#### [ВАШЕ ЗАДАНИЕ]
Установите, соответствуют ли отрыву о Кремле, политике и кризисе следующие утверждения. Для каждого дайте ответ «да» или «нет» и приведите дословную цитату из отрывка, которая это подтверждает.
1. Рассказчика приглашал в Думу лично Гайдар.
2. Рассказчик уже не раз бывал в Кремле.
3. Разговор в Кремле шёл в полный голос.

#### [ВЫБРАННЫЙ ОТРЫВОК]
Я растерялся, не знаю, шутит он или нет. Я в Кремле первый раз, а президент там каждый день. Спрашиваю:
– Куда приходить?
– Сюда.
– В Кремль, что ли?
– Да-да-да!
Я тут же себе представил, что стою у ворот в кедах, в белой перепоясанной рубахе – готовый заниматься дзюдо. Правда, не это главное – потом я ещё представил, что бросаю власть через плечо...
Вот такой разговор состоялся у нас шёпотом.
* * *
Могу говорить о политике, но не участвовать в ней, не заседать. Меня же и в Думу приглашали, причём лично Гайдар, а Жириновский до сих пор не простил мне отказа. Давно ещё вдруг огорошил:
– Министром культуры ко мне пойдёте?
Я же еще не знал, кто он такой, думал – антисемит! Не представлял, что можно быть антисемитом на трибуне и не быть им в жизни, не понимал, как такие разные вещи могут уживаться в душе одного человека.
* * *
Кризис – наше привычное состояние. Чего бояться? Мы уже привыкли – и запасались, и жуки у нас заводились. И у меня если уж была электробритва, то к ней четыре запасных ножа. Всё лежало по квартирам. Такие маленькие складские помещения, среди которых мы жили. Багажник автомобиля был забит коленвалами, распредвалами. А колёса... Мы не могли ездить, потому что внутри вместе с колёсами сидели дамы. Мы об этом просто забыли.
* * *
Я скажу, что я потерял. Я потерял в Москве тех людей, которые мне стали нравиться. Это мальчики и девочки на маленьких машинах, которые заполняли супермаркеты, – нормально говорящие, сидящие у компьютера, читающие, довольно спортивные. И, что самое главное, не пьющие. На этих людей была вся надежда. Сейчас, если они будут выброшены на улицу и мы начнём возвращаться к тому времени, о котором я всё время читаю, мне будет страшно жалко. Ведь я читаю не для этого. Я не хочу снова быть популярным, хотя популярным быть приятно.

#### [Данные локализации точек]
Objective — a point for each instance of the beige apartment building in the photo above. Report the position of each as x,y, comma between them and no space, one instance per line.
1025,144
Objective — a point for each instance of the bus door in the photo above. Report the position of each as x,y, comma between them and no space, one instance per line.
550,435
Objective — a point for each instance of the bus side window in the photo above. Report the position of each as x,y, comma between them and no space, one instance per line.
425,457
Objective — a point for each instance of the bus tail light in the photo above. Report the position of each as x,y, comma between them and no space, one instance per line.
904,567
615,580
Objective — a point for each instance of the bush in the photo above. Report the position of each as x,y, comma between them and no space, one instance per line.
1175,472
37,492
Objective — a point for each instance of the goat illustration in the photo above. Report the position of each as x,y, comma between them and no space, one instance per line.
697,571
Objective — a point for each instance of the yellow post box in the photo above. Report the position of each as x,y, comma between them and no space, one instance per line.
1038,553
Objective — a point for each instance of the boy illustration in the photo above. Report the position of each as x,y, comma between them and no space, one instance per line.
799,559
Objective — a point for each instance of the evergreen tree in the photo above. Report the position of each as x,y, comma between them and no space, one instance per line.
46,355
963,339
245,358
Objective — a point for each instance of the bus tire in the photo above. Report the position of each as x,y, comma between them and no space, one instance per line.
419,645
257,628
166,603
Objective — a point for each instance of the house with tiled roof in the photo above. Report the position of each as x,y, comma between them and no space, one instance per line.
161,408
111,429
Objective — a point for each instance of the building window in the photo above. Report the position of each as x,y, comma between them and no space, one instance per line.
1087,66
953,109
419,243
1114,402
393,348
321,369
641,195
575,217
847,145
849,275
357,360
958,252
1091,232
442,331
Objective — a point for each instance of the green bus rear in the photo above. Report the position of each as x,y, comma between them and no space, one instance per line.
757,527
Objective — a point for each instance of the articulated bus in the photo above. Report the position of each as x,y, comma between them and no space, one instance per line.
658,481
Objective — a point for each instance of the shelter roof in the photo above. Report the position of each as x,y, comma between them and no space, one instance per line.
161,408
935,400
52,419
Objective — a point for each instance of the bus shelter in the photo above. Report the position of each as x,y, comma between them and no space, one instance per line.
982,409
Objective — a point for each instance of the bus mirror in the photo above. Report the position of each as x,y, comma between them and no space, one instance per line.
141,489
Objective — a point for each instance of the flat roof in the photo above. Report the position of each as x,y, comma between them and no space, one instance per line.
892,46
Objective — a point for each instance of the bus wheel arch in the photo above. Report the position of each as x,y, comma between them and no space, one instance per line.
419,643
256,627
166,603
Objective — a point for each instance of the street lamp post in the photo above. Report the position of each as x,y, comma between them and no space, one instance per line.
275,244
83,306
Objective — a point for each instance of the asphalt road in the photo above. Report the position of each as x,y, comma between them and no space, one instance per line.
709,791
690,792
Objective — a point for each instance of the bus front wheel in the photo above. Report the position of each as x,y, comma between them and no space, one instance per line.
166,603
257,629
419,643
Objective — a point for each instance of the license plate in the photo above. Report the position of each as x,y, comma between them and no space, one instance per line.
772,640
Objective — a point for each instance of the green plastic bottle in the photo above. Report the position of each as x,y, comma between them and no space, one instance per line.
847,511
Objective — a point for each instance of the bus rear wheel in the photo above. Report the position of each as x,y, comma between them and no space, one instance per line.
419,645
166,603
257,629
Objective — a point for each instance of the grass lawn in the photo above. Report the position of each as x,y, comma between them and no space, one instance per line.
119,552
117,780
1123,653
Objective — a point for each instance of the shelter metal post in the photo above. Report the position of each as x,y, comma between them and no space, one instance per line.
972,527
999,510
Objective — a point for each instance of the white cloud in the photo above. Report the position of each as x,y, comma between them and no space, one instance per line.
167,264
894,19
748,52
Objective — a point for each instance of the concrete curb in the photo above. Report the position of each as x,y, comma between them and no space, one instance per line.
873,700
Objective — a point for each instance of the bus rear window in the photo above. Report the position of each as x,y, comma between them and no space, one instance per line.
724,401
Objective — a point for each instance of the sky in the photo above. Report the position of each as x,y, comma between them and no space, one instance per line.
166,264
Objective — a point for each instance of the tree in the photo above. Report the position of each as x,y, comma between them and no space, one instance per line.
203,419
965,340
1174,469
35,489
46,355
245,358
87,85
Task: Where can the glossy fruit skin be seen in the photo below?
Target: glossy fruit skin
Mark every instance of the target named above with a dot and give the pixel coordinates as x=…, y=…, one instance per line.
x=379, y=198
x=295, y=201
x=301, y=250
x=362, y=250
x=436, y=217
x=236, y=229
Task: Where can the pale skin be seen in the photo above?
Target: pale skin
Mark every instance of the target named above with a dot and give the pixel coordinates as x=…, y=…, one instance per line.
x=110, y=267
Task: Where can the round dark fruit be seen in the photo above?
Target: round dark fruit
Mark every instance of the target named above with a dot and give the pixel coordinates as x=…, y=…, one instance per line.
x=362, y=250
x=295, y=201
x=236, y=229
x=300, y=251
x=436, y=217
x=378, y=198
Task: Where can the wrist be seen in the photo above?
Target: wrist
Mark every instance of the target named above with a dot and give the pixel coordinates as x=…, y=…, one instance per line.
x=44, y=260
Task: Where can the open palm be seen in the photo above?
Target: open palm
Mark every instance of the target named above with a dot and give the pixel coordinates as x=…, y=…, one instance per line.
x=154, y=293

#### [РЕШЕНИЕ ЗАДАЧИ]
1. Да: «Меня же и в Думу приглашали, причём лично Гайдар».
2. Нет: «Я в Кремле первый раз».
3. Нет: «Вот такой разговор состоялся у нас шёпотом».